▶ WHAT IS NEEDED: Go through the data line by line and count the lines that hold "pole". Reply with the total only.

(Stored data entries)
_ _ _

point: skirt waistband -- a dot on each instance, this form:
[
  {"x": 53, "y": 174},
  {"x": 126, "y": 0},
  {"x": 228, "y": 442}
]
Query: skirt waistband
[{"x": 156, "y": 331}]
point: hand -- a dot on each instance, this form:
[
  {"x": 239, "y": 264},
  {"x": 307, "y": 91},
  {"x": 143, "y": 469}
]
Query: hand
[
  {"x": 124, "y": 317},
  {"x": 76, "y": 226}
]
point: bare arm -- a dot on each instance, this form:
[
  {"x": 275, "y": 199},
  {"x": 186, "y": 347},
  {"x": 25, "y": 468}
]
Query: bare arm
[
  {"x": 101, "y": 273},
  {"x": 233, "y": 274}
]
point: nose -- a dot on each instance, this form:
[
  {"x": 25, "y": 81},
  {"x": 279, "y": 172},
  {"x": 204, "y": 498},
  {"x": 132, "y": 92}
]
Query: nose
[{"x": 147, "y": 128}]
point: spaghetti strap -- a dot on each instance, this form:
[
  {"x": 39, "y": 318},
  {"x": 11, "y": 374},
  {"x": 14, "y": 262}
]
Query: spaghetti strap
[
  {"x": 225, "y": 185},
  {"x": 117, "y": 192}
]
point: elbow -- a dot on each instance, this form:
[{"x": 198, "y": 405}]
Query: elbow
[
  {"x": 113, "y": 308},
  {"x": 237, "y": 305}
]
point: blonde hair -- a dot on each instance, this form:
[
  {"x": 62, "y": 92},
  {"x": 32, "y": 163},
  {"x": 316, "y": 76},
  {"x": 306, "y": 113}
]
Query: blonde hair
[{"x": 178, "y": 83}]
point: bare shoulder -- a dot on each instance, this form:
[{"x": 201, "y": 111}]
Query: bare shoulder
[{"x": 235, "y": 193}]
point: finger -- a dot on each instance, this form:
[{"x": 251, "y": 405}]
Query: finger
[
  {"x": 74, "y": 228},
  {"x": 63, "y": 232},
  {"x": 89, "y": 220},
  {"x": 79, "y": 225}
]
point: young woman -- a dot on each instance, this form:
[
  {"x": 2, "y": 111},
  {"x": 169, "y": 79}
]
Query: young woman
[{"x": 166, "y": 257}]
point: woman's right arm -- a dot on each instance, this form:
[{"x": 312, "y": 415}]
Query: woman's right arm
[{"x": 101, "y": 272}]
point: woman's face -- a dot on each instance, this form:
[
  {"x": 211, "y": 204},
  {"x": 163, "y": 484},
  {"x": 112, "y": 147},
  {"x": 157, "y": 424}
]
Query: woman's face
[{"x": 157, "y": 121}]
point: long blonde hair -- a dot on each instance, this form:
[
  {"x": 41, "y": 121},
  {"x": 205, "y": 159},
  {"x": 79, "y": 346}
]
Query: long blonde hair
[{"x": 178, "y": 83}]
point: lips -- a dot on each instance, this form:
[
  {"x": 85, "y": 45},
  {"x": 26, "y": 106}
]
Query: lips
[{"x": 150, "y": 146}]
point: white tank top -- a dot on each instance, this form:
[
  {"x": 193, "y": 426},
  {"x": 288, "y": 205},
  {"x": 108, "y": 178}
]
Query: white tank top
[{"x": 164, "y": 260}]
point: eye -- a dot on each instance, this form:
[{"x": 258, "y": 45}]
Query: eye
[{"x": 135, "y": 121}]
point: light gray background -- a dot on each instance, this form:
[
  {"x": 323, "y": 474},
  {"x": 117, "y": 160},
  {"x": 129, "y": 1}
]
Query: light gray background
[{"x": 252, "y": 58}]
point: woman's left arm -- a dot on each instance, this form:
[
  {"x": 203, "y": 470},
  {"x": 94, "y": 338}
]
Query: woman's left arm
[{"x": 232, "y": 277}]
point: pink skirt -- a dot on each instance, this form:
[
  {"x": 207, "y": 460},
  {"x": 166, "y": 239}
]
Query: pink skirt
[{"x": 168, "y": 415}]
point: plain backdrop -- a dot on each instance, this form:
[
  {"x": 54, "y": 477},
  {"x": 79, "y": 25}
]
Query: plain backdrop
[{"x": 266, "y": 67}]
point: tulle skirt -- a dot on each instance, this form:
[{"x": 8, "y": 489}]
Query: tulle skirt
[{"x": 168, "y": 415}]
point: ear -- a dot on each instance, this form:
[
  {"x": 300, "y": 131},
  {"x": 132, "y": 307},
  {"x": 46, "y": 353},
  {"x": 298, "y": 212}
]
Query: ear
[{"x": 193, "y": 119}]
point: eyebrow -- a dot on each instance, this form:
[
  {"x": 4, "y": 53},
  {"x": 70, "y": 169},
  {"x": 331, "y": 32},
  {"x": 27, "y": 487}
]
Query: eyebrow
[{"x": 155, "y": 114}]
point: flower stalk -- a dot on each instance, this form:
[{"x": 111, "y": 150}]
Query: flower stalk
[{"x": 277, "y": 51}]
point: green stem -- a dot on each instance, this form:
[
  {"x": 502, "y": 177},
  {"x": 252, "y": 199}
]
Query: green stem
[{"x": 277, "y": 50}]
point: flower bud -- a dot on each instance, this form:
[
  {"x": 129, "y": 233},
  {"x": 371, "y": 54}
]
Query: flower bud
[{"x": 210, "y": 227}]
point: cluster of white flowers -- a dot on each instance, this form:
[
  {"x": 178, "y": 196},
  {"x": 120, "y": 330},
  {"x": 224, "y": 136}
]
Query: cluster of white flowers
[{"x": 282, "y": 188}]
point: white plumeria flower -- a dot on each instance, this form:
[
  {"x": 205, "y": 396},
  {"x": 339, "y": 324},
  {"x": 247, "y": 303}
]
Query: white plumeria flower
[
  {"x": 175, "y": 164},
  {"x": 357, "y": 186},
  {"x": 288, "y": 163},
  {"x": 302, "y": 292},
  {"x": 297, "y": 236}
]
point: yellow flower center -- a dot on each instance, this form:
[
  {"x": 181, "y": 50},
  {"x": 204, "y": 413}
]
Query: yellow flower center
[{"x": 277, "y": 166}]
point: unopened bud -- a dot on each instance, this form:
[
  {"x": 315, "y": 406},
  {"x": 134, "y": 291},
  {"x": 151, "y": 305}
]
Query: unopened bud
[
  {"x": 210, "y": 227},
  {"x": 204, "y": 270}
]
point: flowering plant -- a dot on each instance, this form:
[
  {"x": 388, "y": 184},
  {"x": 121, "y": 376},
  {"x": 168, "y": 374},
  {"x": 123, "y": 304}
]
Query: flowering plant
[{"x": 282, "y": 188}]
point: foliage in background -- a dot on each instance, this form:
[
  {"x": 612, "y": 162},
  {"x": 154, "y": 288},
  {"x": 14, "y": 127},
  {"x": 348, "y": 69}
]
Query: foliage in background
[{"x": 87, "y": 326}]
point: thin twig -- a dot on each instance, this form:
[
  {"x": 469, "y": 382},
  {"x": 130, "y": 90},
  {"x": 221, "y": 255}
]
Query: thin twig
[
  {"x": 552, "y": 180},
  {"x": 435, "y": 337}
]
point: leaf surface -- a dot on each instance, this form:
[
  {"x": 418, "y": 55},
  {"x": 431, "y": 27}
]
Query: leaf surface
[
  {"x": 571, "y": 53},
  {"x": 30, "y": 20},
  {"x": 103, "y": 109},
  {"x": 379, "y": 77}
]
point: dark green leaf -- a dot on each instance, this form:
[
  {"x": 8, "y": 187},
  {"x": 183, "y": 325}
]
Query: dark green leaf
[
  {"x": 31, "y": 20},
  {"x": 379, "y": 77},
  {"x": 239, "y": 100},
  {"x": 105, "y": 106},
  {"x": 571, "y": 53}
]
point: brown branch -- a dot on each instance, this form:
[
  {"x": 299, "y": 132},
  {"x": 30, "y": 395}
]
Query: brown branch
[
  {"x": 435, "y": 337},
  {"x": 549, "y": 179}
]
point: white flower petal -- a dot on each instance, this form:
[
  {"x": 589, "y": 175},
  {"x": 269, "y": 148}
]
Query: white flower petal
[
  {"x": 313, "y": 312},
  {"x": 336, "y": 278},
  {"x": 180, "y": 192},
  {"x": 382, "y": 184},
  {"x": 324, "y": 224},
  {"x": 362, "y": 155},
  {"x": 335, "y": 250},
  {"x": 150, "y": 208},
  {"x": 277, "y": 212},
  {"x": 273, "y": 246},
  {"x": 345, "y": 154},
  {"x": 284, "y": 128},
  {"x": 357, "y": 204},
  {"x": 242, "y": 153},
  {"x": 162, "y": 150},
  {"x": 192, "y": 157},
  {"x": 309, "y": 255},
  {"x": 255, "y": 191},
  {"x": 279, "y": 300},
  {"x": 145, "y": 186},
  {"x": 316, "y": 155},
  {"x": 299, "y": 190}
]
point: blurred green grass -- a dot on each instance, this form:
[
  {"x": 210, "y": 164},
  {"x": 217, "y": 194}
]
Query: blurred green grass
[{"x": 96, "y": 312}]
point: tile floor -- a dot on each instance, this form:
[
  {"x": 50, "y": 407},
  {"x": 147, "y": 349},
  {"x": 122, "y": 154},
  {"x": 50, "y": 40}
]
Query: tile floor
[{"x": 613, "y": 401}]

_ _ _

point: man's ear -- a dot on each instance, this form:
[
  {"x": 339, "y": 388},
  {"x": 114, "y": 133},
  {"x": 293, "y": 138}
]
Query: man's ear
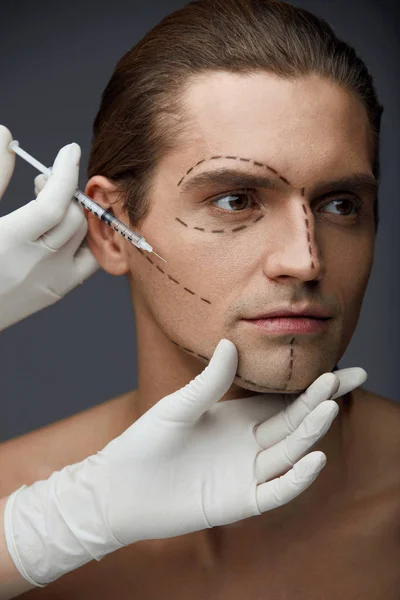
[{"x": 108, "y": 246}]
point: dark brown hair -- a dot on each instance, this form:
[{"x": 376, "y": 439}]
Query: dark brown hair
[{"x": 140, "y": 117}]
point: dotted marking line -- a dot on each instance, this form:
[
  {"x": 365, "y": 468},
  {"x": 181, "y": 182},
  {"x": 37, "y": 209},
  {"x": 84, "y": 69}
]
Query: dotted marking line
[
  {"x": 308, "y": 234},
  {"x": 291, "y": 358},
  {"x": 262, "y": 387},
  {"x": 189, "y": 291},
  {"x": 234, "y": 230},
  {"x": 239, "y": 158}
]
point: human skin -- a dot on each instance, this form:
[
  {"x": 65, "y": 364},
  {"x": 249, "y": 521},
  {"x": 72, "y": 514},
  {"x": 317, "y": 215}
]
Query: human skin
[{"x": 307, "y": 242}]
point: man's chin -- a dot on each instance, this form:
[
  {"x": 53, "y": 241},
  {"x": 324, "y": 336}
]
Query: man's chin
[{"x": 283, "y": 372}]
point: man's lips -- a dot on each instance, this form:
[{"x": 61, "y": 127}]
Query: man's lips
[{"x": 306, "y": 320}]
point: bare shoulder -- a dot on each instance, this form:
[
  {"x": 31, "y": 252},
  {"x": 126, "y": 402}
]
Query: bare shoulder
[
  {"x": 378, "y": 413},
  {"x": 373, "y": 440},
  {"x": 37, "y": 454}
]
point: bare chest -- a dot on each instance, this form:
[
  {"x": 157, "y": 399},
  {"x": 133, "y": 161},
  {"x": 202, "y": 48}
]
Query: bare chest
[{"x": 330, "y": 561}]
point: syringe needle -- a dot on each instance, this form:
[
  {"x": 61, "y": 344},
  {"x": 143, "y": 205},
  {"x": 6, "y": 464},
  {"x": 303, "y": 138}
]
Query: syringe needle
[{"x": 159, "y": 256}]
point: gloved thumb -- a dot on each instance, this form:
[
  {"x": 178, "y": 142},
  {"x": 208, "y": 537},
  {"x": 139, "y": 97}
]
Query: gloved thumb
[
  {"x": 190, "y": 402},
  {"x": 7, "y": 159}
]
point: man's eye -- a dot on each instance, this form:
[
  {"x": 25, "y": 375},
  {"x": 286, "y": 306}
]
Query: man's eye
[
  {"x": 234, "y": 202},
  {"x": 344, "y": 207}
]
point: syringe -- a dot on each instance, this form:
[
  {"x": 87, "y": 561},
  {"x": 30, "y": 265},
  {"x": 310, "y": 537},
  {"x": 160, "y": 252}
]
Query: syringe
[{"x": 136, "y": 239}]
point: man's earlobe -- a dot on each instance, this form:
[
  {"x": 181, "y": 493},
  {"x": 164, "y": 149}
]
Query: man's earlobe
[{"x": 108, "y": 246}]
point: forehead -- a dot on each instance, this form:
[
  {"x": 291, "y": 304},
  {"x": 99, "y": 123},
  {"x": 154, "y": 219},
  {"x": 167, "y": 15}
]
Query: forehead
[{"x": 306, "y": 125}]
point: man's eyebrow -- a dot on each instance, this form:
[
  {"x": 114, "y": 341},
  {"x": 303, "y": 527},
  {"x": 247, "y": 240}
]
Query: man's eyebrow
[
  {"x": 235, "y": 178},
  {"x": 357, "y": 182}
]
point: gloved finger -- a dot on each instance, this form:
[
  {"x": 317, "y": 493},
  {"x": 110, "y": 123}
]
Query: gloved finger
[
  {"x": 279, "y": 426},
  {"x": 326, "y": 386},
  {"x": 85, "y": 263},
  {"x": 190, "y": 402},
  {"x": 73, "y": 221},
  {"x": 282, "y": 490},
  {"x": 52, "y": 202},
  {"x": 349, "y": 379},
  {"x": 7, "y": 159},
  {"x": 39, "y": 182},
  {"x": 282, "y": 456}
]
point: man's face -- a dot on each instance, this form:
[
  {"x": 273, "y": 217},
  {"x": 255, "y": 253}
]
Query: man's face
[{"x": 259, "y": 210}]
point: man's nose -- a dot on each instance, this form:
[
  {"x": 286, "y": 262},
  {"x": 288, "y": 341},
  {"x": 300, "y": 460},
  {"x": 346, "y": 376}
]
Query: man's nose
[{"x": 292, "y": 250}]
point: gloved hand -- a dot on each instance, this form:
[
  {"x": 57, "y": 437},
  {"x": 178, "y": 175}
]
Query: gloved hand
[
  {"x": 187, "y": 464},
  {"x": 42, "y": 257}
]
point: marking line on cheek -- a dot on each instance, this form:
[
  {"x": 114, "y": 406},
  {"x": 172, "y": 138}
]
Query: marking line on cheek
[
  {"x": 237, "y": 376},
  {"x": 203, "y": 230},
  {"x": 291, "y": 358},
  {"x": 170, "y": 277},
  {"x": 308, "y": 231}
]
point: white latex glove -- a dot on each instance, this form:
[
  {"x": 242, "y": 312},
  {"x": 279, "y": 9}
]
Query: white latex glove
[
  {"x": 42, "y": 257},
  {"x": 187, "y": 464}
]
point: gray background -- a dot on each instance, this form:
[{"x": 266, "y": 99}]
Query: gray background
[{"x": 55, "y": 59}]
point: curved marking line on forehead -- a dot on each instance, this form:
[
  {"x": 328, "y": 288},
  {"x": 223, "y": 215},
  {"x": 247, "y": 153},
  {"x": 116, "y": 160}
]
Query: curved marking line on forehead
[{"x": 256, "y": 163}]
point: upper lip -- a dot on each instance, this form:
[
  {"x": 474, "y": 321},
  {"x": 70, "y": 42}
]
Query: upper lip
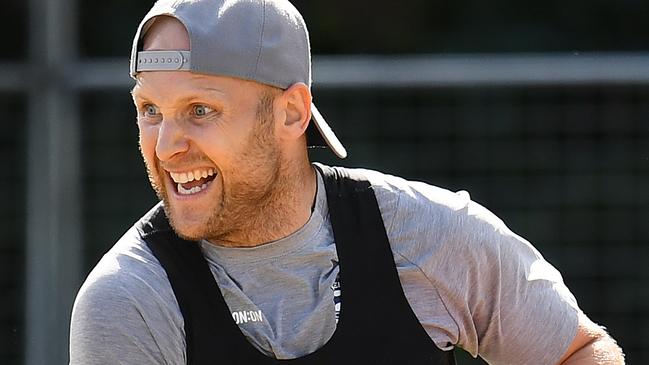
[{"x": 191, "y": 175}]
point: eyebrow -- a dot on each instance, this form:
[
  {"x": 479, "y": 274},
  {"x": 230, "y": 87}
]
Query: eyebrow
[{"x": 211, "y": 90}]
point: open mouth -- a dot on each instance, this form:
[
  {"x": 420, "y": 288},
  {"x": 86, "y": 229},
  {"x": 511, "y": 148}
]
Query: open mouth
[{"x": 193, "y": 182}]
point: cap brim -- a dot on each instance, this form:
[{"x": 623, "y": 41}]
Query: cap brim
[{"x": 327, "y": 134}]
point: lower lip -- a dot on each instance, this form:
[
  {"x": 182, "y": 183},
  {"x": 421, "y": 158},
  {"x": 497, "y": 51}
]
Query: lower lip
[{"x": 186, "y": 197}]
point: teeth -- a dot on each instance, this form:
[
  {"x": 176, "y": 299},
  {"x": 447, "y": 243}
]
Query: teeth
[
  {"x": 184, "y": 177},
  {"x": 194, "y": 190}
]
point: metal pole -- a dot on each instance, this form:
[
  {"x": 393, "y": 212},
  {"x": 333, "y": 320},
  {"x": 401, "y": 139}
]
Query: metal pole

_ _ _

▶ TASK SOLUTION: 2